Required action | All the lines below need to be transcribed exactly. Pictures get left out.

⟨

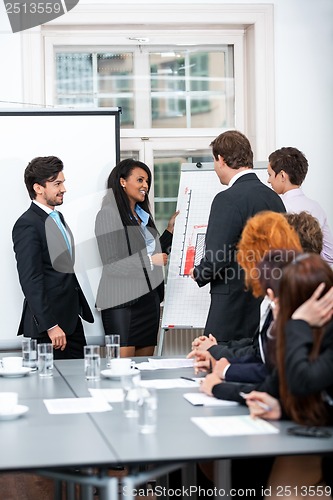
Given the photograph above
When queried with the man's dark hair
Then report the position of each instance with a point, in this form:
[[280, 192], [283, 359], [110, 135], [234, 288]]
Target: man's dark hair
[[40, 170], [292, 161], [235, 149]]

⟩

Answer to the problem |
Given the photograph above
When queried with the man's dark hair
Then report the position of each instance with a point, in this form:
[[280, 192], [283, 359], [110, 135], [234, 288]]
Target: man's dark hair
[[40, 170], [292, 161], [235, 149]]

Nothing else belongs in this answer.